• **Data excerpts**:
= Beginning of Section =

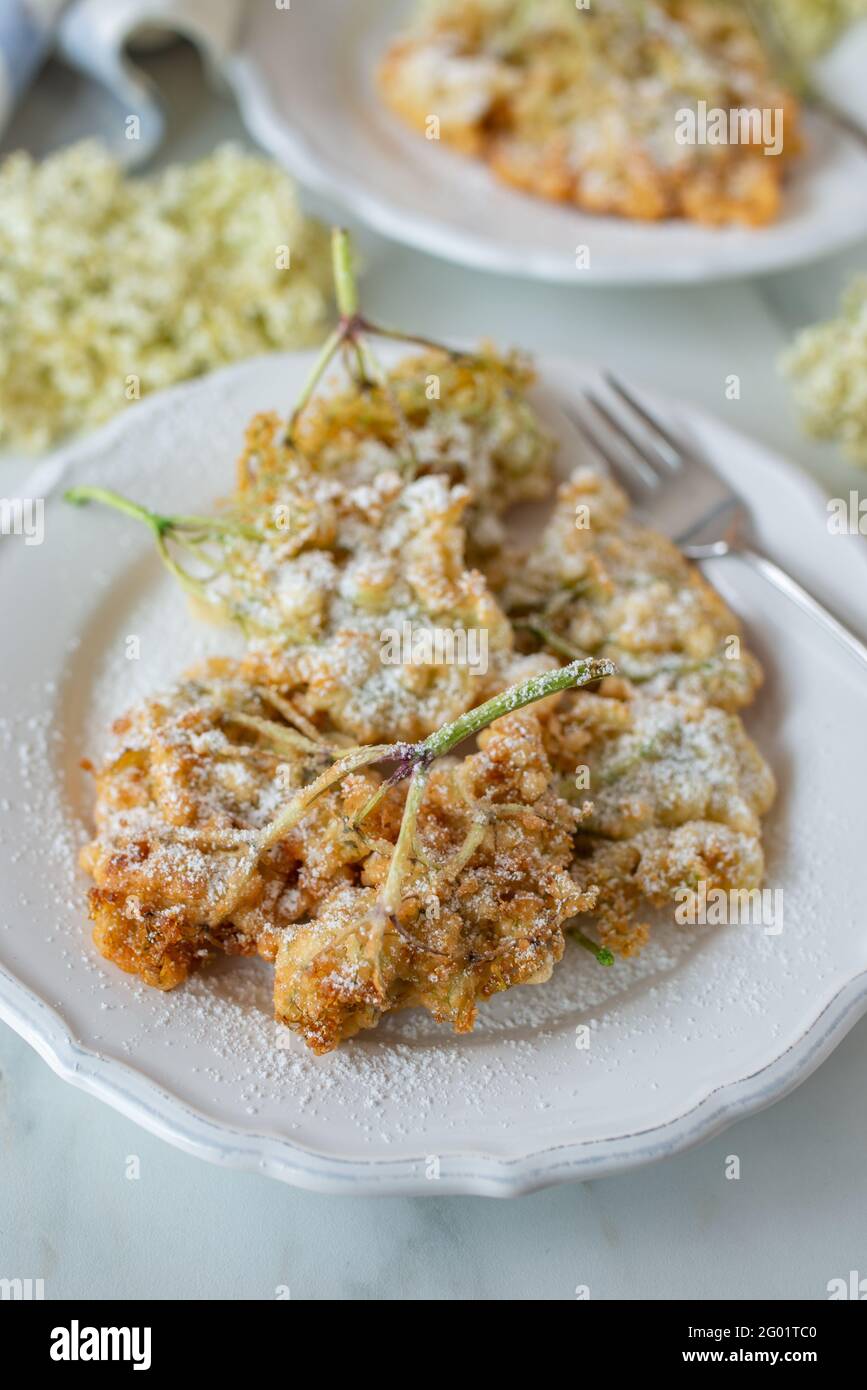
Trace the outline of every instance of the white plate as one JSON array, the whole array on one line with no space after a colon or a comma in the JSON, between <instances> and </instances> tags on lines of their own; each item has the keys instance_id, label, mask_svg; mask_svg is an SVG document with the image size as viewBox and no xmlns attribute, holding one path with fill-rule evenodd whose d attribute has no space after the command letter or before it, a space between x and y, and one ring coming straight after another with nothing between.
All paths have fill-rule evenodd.
<instances>
[{"instance_id":1,"label":"white plate","mask_svg":"<svg viewBox=\"0 0 867 1390\"><path fill-rule=\"evenodd\" d=\"M268 357L164 392L62 455L63 482L201 510L229 488L249 416L285 410L308 366ZM587 373L549 362L542 376L568 469L579 446L554 399ZM681 418L736 475L780 558L824 576L851 611L867 557L828 534L811 485L718 424ZM867 1007L864 673L737 561L714 574L769 671L749 723L781 786L768 825L780 936L666 927L611 970L570 948L550 984L492 1002L472 1036L413 1012L318 1059L272 1022L261 962L221 962L171 994L108 965L74 862L92 798L79 759L98 754L109 718L231 643L189 617L137 527L74 510L58 486L42 546L0 543L0 1013L61 1076L183 1148L302 1186L511 1195L716 1132L795 1086ZM589 1051L575 1046L582 1023Z\"/></svg>"},{"instance_id":2,"label":"white plate","mask_svg":"<svg viewBox=\"0 0 867 1390\"><path fill-rule=\"evenodd\" d=\"M478 161L405 128L380 101L377 61L413 4L251 5L227 67L257 139L303 183L395 241L503 274L642 284L780 270L867 235L867 147L819 116L808 119L809 153L768 228L596 217L504 186ZM858 52L854 45L851 37L841 45L836 94L863 90L867 26ZM578 270L585 246L589 268Z\"/></svg>"}]
</instances>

= End of Section =

Pictures in the records should not appear in your copy, but everything else must be transcribed exactly.

Trace the outline of every instance of the white plate as one JSON array, the whole array on one line with no space after a colon or a comma in the JSON, between <instances> and </instances> tags on lines of their own; each item has the keys instance_id, label, mask_svg; mask_svg is an SVG document with the image size as viewBox and no xmlns attribute, holding one path with fill-rule evenodd whose d attribute has no space after the command letter or before it, a space between x and y, and one ring coming straight after another with nothing between.
All paths have fill-rule evenodd.
<instances>
[{"instance_id":1,"label":"white plate","mask_svg":"<svg viewBox=\"0 0 867 1390\"><path fill-rule=\"evenodd\" d=\"M268 357L164 392L62 455L63 482L201 510L229 488L249 416L285 410L308 366ZM587 373L549 362L542 376L568 469L579 446L554 399ZM681 418L736 475L780 558L824 576L851 611L867 557L828 534L811 485L718 424ZM867 1007L864 673L737 561L714 574L769 671L749 723L781 786L768 825L780 936L666 927L611 970L570 948L550 984L492 1002L472 1036L413 1012L318 1059L272 1022L261 962L221 962L171 994L108 965L74 862L92 798L79 759L98 754L109 718L231 643L189 617L137 527L74 510L58 486L42 546L0 543L0 1013L61 1076L183 1148L302 1186L511 1195L716 1132L795 1086ZM589 1051L575 1046L582 1023Z\"/></svg>"},{"instance_id":2,"label":"white plate","mask_svg":"<svg viewBox=\"0 0 867 1390\"><path fill-rule=\"evenodd\" d=\"M478 161L405 128L380 101L377 61L413 4L251 5L227 67L257 139L303 183L395 241L503 274L642 284L780 270L867 235L867 147L819 116L808 119L809 153L768 228L596 217L504 186ZM858 52L854 45L851 37L841 45L836 94L863 90L867 26ZM578 270L585 246L589 268Z\"/></svg>"}]
</instances>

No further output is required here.